Given instruction: In the records below, change "wooden pillar" to "wooden post" and leave everything else unchanged.

Supplied material:

□ □ □ □ □ □ □

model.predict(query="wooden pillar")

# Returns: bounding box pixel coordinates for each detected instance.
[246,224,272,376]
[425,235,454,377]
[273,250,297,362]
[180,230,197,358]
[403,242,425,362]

□ □ □ □ □ □ □

Finished answer:
model.predict(query="wooden post")

# Returns: bounding box pixel coordinates for each detected instance.
[246,224,272,376]
[425,235,454,377]
[273,250,297,362]
[180,230,197,358]
[403,242,425,362]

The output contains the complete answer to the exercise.